■ Problem to solve: Your job is to report every line of the entries that has "foreground".

■ Task data:
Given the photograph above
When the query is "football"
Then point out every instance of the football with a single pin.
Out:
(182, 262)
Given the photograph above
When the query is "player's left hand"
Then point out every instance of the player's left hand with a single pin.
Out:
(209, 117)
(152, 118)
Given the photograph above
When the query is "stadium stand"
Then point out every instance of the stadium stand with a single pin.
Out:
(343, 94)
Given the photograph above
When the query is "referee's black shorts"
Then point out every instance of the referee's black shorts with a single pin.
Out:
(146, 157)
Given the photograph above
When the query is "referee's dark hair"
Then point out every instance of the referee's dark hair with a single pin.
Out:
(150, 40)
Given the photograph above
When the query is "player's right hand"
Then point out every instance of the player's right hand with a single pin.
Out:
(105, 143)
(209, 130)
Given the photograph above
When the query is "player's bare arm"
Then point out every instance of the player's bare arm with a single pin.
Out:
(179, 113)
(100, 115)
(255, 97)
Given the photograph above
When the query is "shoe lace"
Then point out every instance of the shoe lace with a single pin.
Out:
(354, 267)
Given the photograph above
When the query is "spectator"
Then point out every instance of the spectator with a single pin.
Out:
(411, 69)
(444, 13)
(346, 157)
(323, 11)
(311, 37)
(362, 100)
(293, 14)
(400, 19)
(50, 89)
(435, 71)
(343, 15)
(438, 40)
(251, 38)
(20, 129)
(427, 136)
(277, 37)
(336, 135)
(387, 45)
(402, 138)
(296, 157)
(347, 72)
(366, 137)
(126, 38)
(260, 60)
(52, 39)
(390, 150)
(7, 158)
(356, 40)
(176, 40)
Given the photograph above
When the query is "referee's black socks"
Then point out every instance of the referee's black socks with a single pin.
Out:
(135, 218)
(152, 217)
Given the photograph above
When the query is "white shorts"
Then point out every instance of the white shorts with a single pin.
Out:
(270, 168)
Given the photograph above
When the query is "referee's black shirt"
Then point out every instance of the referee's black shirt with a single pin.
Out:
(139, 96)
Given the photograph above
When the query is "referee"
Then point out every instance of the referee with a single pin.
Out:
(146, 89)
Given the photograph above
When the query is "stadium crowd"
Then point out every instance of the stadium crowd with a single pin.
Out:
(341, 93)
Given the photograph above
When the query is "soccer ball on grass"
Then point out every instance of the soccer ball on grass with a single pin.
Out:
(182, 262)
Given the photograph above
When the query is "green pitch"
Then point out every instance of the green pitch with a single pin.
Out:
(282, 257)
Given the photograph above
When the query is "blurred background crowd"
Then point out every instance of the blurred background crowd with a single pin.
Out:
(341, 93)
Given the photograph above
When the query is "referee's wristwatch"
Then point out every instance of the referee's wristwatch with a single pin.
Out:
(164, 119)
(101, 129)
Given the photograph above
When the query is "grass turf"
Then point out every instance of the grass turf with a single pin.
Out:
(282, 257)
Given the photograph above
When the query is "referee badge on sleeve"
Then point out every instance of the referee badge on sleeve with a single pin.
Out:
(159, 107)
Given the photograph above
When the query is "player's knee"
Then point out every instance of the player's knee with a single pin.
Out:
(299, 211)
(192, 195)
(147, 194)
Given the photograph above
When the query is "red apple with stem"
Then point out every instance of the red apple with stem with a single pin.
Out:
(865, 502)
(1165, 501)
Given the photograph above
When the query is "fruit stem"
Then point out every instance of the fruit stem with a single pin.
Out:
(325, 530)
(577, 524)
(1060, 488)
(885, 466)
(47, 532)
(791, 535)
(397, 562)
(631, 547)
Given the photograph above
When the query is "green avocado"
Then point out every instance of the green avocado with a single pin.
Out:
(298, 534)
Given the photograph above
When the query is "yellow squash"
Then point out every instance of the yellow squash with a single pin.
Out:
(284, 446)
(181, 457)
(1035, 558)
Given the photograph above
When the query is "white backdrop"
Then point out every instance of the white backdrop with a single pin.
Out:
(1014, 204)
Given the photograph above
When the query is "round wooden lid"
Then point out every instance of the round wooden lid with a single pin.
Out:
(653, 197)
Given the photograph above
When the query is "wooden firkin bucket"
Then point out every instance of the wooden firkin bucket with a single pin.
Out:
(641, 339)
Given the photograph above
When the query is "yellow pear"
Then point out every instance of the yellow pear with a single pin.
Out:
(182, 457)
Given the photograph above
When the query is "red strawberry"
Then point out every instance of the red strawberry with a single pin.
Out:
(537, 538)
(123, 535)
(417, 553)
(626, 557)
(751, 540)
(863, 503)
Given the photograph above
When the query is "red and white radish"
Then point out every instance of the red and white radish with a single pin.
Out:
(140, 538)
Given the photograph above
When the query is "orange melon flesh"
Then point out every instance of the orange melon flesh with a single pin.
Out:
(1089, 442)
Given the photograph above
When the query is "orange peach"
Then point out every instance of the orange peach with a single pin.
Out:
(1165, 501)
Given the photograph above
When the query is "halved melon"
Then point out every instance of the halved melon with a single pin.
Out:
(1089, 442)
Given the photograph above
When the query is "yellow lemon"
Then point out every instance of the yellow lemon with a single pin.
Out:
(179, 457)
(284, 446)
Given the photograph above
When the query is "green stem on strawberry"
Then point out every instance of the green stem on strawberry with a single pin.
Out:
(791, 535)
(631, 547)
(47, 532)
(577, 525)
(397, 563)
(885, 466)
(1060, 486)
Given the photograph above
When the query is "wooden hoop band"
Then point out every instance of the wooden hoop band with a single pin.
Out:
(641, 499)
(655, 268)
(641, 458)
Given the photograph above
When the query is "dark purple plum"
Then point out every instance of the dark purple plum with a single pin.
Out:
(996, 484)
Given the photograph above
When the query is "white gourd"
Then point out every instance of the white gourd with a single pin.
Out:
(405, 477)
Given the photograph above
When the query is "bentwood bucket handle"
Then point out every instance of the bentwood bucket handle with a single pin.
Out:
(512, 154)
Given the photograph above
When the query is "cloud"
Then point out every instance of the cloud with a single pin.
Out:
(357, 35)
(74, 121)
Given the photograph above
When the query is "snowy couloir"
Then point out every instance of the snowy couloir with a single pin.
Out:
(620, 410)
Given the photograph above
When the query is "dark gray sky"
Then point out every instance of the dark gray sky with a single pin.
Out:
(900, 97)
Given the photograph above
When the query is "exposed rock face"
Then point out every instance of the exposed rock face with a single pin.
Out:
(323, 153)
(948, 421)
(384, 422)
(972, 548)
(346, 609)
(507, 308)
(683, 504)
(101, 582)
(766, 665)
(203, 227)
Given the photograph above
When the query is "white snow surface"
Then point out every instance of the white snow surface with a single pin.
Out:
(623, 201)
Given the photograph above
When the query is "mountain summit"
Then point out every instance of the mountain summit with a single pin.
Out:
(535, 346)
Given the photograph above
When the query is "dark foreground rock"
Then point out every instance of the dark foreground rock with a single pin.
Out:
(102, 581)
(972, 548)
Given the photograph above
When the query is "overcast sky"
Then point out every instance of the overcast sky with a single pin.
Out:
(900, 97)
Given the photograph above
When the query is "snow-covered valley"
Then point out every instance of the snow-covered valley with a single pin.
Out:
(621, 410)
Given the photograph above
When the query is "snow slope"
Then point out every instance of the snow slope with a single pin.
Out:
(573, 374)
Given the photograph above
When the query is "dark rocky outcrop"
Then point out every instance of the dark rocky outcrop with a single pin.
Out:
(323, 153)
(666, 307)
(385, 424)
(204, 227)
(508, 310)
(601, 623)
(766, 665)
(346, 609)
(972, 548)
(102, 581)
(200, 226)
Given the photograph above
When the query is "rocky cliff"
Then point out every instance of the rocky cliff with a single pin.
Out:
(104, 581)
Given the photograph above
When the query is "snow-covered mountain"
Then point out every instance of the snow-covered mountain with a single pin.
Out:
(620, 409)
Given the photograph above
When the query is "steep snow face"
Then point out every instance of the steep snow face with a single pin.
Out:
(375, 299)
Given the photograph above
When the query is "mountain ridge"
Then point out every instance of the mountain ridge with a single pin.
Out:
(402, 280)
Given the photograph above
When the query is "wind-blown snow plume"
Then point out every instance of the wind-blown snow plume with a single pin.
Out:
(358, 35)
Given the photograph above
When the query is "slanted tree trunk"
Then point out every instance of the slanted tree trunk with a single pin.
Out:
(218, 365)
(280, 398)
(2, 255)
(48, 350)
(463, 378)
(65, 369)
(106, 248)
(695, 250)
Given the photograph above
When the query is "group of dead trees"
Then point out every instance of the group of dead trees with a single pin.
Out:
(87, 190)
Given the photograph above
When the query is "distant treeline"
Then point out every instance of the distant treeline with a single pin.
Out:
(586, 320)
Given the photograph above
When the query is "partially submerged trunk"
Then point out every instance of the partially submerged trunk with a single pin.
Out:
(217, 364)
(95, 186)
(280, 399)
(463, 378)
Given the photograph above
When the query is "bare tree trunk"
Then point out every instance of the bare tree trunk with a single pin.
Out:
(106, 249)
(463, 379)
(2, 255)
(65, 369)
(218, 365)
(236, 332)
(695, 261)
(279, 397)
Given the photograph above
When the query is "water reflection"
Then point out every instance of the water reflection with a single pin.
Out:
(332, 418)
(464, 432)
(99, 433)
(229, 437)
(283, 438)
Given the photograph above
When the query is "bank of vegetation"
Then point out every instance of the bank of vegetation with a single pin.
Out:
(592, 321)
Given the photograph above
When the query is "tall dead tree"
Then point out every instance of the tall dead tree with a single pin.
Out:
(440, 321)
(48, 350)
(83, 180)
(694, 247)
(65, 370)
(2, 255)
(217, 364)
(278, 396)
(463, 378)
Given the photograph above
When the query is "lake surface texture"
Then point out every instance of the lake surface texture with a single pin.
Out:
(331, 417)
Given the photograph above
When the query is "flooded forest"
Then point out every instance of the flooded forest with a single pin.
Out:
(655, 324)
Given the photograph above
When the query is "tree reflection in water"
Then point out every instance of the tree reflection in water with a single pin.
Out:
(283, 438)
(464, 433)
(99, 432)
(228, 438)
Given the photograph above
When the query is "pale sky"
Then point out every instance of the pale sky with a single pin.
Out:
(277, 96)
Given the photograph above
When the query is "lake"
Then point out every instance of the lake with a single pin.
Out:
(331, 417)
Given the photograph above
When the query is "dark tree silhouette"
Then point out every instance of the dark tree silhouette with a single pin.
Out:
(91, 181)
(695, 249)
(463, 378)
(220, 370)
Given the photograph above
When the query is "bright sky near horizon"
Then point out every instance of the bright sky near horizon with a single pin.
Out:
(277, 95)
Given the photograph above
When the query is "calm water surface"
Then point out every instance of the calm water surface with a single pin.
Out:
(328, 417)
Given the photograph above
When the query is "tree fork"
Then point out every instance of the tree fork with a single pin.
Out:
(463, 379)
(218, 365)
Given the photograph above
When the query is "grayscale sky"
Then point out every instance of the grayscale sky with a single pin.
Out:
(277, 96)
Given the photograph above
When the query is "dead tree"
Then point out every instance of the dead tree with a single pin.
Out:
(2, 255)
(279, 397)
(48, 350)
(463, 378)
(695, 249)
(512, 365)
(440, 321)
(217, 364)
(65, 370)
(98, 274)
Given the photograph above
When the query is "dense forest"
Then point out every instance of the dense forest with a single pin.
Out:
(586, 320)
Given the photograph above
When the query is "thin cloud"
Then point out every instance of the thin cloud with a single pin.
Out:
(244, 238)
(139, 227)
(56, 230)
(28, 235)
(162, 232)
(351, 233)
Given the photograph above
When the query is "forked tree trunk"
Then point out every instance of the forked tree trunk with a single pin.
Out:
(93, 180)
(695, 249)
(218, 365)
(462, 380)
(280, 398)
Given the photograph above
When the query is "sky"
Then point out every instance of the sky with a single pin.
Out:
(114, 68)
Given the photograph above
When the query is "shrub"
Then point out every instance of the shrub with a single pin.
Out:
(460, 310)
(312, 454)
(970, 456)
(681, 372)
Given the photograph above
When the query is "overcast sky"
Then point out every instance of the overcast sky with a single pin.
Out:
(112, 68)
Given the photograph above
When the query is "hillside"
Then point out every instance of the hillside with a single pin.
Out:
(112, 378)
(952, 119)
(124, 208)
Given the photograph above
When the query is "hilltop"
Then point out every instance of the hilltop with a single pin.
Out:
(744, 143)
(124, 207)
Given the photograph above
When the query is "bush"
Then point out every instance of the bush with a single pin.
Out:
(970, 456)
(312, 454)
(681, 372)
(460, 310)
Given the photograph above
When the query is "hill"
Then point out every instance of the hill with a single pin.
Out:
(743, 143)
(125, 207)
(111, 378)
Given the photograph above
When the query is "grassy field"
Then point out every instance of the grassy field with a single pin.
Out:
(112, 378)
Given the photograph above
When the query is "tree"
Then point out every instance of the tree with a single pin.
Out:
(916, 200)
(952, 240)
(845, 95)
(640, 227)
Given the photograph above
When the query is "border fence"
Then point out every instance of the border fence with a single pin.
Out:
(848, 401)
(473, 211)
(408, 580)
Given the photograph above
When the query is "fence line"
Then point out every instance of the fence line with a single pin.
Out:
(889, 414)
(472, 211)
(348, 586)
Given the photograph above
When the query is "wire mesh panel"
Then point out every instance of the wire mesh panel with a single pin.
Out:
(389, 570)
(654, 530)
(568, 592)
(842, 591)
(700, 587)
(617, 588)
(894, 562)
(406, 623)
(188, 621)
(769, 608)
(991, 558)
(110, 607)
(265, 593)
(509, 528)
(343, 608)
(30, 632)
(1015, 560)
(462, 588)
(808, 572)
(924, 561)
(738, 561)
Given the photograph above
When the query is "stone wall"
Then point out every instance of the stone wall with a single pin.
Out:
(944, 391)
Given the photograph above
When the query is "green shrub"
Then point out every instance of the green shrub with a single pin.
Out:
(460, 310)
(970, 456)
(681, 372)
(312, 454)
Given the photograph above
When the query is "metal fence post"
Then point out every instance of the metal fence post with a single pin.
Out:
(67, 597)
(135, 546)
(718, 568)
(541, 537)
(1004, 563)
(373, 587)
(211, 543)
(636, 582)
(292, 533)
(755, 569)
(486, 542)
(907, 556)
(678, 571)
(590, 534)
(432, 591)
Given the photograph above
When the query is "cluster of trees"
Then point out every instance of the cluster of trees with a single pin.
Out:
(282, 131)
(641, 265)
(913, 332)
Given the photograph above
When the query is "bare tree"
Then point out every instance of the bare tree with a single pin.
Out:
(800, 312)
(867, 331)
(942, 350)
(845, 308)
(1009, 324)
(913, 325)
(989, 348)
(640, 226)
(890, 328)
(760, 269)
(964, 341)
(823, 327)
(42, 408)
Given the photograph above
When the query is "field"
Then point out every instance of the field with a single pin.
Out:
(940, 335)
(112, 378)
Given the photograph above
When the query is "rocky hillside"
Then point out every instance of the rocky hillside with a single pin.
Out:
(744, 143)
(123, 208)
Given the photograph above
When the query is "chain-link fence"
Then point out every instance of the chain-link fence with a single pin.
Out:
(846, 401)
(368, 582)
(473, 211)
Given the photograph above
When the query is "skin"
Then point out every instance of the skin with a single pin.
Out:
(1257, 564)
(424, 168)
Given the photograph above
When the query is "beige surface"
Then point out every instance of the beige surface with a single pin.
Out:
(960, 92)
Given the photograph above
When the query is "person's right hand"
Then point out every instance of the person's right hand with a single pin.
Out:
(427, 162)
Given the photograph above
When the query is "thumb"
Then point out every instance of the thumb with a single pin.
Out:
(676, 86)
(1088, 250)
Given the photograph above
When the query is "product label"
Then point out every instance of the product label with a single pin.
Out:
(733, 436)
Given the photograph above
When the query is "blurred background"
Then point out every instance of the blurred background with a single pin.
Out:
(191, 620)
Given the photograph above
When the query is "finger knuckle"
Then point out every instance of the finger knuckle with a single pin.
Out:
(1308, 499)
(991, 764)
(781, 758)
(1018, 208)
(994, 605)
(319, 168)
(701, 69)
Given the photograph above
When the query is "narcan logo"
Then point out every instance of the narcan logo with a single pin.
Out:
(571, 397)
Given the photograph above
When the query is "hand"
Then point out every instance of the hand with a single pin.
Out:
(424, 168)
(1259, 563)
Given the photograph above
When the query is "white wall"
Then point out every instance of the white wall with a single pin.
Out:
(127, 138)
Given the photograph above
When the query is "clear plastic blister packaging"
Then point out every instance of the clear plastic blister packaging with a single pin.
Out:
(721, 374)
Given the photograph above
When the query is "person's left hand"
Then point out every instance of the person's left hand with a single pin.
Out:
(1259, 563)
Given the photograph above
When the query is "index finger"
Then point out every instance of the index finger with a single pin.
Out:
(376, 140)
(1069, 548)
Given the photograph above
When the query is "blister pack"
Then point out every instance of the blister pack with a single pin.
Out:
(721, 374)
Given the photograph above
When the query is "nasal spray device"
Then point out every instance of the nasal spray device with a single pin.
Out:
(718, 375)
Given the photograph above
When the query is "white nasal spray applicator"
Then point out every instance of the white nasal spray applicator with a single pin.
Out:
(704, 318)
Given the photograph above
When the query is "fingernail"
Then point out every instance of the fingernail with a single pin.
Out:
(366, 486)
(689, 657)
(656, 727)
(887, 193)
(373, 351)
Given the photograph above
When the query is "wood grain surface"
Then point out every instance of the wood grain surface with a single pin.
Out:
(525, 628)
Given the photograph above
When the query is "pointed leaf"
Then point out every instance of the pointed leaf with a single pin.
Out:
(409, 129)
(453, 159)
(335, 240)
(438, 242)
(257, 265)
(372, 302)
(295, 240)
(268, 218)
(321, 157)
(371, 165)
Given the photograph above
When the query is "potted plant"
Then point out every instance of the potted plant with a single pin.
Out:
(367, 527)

■ The completed task:
When the query is "dark foreground rock"
Then point out every instance of the dark foreground rock with a single pin.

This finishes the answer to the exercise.